### [REQUIREMENT]
Take from the material every line that contains the word "piece".

### [RECORD EXCERPTS]
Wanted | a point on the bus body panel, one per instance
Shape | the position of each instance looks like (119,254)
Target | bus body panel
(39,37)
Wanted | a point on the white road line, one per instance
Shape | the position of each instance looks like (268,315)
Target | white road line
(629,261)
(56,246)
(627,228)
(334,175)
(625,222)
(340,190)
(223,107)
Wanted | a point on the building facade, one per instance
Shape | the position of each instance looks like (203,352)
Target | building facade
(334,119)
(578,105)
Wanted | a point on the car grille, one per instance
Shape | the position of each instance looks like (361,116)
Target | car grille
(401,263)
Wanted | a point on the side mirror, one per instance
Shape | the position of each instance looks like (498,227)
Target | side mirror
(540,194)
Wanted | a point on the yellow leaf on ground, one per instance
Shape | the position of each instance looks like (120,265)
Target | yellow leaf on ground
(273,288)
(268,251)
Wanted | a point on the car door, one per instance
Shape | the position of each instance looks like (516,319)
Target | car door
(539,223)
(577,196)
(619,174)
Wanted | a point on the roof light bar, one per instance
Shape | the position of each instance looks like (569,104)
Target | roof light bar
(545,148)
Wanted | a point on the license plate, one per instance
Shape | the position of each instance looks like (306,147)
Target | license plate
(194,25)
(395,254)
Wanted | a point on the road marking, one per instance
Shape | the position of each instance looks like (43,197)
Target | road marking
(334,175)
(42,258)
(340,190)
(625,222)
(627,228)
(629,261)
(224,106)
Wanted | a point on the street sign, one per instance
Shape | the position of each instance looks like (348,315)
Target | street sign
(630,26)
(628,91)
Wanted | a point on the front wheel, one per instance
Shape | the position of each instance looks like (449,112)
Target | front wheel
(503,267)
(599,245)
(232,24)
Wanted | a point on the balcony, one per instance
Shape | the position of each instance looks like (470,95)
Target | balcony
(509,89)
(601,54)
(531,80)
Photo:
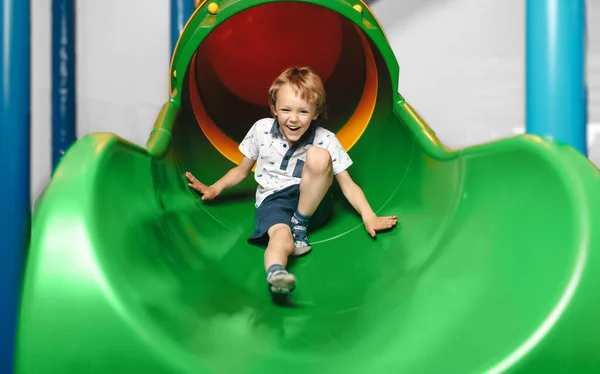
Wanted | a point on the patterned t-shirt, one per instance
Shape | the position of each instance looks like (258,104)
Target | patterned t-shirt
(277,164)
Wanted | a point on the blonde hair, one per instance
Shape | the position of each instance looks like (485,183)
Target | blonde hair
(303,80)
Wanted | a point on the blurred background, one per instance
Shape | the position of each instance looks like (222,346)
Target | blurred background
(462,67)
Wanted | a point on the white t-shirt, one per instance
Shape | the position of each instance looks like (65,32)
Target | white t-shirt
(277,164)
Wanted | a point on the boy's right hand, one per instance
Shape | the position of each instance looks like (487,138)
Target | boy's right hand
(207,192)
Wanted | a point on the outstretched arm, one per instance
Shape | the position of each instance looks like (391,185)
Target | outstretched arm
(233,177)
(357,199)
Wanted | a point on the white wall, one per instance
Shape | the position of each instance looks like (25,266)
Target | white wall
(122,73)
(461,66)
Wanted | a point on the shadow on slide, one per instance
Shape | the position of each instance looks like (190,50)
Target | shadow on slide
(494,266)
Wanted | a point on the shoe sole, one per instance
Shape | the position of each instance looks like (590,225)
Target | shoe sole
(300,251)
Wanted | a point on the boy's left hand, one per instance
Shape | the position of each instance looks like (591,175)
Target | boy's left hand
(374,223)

---

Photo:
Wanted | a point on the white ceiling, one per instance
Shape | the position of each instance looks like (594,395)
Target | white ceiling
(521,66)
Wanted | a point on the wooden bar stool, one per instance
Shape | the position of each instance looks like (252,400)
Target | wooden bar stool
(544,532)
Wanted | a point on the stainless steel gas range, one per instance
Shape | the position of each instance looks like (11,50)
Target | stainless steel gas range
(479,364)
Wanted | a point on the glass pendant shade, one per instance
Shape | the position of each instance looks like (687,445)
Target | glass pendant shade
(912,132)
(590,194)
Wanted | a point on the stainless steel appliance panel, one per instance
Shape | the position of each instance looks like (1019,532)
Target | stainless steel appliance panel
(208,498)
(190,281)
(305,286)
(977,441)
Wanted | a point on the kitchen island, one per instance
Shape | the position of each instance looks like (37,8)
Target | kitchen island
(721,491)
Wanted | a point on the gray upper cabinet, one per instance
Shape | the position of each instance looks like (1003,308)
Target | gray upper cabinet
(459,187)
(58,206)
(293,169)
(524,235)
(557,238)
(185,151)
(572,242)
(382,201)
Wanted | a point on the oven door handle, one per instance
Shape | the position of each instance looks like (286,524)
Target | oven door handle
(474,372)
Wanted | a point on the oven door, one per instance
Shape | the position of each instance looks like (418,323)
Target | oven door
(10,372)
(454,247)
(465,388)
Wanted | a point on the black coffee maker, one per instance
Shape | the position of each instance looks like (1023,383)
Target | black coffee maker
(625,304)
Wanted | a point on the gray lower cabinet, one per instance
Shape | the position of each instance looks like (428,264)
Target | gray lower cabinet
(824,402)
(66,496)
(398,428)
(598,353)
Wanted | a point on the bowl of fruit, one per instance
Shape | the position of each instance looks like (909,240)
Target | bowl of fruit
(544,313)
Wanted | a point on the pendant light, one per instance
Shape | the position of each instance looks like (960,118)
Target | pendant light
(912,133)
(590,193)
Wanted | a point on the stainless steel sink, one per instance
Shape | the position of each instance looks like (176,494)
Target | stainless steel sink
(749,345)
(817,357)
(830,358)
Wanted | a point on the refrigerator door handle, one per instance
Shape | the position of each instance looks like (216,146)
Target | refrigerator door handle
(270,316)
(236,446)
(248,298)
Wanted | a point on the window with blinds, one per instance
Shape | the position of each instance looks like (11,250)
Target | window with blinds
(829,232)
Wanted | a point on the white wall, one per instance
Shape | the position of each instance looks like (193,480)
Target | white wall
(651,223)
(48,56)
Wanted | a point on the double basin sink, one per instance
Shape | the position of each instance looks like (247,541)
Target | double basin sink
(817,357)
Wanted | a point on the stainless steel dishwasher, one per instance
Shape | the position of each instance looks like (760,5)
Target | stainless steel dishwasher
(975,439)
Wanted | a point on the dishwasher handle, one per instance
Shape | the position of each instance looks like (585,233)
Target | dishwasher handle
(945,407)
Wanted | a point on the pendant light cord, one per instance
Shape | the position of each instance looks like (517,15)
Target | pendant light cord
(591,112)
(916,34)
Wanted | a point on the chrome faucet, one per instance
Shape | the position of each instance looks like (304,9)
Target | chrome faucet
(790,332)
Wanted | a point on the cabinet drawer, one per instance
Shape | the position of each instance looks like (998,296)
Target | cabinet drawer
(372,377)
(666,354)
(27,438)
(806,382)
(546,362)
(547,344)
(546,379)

...

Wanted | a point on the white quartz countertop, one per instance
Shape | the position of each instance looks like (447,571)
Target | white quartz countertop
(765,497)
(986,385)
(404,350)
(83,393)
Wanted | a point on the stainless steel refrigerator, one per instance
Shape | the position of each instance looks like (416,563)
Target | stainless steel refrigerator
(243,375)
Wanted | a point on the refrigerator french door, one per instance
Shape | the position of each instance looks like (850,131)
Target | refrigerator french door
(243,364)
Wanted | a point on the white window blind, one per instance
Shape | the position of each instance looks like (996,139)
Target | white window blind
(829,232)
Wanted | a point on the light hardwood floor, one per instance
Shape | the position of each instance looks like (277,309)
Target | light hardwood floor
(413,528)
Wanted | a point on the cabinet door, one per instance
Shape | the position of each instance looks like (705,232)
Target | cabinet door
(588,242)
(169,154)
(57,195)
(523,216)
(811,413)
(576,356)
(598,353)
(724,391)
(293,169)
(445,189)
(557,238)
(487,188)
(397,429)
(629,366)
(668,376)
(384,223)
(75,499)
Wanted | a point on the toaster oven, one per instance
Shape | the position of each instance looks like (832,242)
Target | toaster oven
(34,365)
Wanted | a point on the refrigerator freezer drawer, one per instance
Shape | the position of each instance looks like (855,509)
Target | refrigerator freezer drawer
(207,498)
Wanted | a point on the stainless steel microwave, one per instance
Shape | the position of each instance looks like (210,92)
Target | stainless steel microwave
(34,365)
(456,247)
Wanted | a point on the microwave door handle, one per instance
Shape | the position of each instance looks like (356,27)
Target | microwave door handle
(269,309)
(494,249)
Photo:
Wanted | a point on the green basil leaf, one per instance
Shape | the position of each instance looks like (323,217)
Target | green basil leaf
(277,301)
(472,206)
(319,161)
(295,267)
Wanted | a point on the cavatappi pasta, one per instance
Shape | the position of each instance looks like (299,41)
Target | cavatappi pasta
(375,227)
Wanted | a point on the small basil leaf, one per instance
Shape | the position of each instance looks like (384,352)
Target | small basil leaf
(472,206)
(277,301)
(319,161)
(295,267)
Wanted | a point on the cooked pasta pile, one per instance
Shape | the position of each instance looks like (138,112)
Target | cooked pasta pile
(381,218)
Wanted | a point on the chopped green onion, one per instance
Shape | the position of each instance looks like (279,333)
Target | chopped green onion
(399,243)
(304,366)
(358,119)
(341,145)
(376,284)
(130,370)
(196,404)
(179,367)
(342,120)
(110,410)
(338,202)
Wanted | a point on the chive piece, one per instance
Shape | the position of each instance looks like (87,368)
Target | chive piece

### [WRITTEN SOLUTION]
Wanted | a point on the chive piece, one per instance
Target | chive piece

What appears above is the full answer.